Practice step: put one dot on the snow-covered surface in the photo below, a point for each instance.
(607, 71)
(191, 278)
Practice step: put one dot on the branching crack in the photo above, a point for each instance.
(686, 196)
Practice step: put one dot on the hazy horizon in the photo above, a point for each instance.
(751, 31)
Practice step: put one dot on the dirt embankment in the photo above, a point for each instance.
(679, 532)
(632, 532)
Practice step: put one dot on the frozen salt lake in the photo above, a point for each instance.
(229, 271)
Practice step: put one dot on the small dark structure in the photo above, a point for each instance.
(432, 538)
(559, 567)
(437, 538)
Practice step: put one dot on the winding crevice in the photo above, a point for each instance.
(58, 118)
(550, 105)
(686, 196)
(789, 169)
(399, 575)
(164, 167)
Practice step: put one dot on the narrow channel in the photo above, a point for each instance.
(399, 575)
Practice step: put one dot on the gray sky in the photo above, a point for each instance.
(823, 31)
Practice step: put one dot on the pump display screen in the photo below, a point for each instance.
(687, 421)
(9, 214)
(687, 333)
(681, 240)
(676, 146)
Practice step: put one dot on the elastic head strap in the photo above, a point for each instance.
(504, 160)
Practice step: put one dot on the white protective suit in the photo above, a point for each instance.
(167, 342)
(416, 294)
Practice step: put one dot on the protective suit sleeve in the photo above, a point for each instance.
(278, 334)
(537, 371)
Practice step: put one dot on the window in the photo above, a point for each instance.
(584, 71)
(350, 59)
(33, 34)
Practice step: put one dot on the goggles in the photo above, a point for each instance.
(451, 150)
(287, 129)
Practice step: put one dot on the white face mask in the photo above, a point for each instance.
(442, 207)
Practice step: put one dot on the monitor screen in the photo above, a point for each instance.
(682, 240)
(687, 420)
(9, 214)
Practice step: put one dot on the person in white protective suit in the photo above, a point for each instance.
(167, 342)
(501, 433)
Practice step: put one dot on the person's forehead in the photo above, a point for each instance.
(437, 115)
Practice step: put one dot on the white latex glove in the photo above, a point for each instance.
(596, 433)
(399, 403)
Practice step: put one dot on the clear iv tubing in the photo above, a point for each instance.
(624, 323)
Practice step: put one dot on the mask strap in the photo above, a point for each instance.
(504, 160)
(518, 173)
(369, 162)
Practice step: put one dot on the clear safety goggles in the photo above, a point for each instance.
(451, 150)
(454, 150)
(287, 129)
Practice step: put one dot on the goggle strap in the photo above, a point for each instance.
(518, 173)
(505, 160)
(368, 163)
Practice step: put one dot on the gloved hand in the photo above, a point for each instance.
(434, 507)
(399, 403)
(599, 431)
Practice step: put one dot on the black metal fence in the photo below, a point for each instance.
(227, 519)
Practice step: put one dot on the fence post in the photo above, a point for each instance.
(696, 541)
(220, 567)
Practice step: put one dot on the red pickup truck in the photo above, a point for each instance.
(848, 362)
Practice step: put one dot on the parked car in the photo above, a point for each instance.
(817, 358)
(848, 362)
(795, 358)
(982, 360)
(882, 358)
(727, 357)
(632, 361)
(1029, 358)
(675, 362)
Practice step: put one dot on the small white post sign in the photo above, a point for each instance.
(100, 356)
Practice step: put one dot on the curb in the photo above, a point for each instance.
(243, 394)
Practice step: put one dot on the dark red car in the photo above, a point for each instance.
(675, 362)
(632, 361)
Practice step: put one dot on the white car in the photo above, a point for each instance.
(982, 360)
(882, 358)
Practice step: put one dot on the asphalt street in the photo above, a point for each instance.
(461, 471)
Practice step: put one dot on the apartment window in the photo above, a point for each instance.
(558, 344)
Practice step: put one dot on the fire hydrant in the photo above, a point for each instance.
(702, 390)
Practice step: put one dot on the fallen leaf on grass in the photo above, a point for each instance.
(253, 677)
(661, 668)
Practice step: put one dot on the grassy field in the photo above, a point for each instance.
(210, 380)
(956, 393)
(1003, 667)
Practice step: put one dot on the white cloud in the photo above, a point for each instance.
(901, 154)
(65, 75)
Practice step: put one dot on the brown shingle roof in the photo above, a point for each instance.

**********

Reproduce every line of the data above word for word, in the same order and with nothing left out.

Practice step: put one dot on the snow-covered surface in the photo below, a point for each instance.
(607, 71)
(191, 278)
Practice step: put one dot on the branching crack in the photo above, a point for each instance.
(686, 196)
Practice step: put one dot on the hazy horizon in the photo above, a point for each instance.
(751, 31)
Practice step: put one dot on the dirt embankment in the photo above, a point for each instance.
(679, 532)
(632, 532)
Practice step: put one dot on the frozen salt lake in the photo above, a point for each instance.
(229, 271)
Practice step: put one dot on the small dark structure in the photo above, a point for each instance.
(432, 538)
(559, 567)
(437, 538)
Practice step: put one dot on the winding crevice in the photo above, a point for each instance.
(58, 118)
(550, 105)
(686, 196)
(789, 169)
(399, 575)
(164, 167)
Practice step: put one dot on the narrow channel in the photo above, a point for each instance.
(399, 575)
Practice step: put one dot on the gray sky in the photo above, a point for each instance.
(823, 31)
Practice step: put one dot on the pump display screen in the photo below, a point for each instance.
(687, 421)
(9, 214)
(687, 333)
(681, 240)
(676, 146)
Practice step: put one dot on the elastic head strap in the photo above, a point for each instance.
(504, 160)
Practice step: put one dot on the white protective suit in the photo above, a point for each instance.
(167, 342)
(416, 294)
Practice step: put one dot on the protective suit sleeve in the photo above, a point for each instance.
(278, 334)
(537, 371)
Practice step: put one dot on the window in the photo above, a point for each instance.
(584, 71)
(350, 59)
(33, 34)
Practice step: put one dot on the goggles in the photo above, a point for each instance.
(451, 150)
(287, 129)
Practice step: put one dot on the white face mask in the photo above, a point for each instance.
(442, 207)
Practice step: put one dot on the monitor screen in the photo above, a point for each instance.
(682, 240)
(687, 420)
(9, 214)
Practice step: put one dot on the person in white protective suit in the photo above, a point for each instance.
(167, 342)
(501, 433)
Practice step: put one dot on the person's forehead in the photo above, a point for each instance.
(437, 115)
Practice step: put one dot on the white latex glove in the photo above, a point for each instance.
(596, 433)
(399, 403)
Practice step: put one dot on the clear iv tubing in the photo above, a point for each instance.
(624, 323)
Practice step: put one dot on the mask strap in the photo above, a point for each instance.
(504, 160)
(518, 173)
(369, 162)
Practice step: put one dot on the clear safety goggles in the photo above, a point for each instance.
(451, 150)
(454, 150)
(287, 129)
Practice step: put one dot on the goggle strap in the photo above, a point for each instance.
(518, 173)
(505, 160)
(368, 163)
Practice step: put one dot on the gloved hand in the photo above, a point for each instance.
(434, 507)
(399, 403)
(599, 431)
Practice step: put one dot on the black metal fence in the photo below, a point for each instance.
(227, 519)
Practice step: put one dot on the fence post in the photo above, a point for each instance.
(696, 541)
(220, 567)
Practice step: put one dot on the red pickup truck in the photo above, a point for each instance.
(848, 362)
Practice step: put one dot on the parked car in the photo above, a point for each instance.
(817, 358)
(848, 362)
(795, 358)
(982, 360)
(882, 358)
(727, 357)
(632, 361)
(1029, 358)
(675, 362)
Practice step: put one dot on the small white post sign in the photo above, a point for each instance.
(100, 356)
Practice step: put one dot on the curb in the photo above, a point for each instance.
(243, 394)
Practice step: put one dot on the dark red car in the photo above, a point for each instance.
(675, 362)
(632, 361)
Practice step: put one dot on the white car in the photo above, a point for each instance.
(982, 360)
(882, 358)
Practice step: put one dot on the asphalt street in the photo above, a point for each instance.
(461, 471)
Practice step: put one dot on the apartment window in the photo above, a point for each instance.
(558, 344)
Practice step: put one dot on the fire hydrant in the photo above, a point for each instance.
(702, 390)
Practice step: put one dot on the fallen leaf on grass in the photo above, a point for each instance.
(253, 677)
(661, 668)
Practice step: put one dot on the grassy field in the photo above, a point for each instance.
(210, 380)
(956, 393)
(1003, 667)
Practice step: put one dot on the white cloud in the photo above, a point for each instance.
(901, 154)
(65, 75)
Practice step: put one dot on the brown shingle roof in the photo above, a point for each instance.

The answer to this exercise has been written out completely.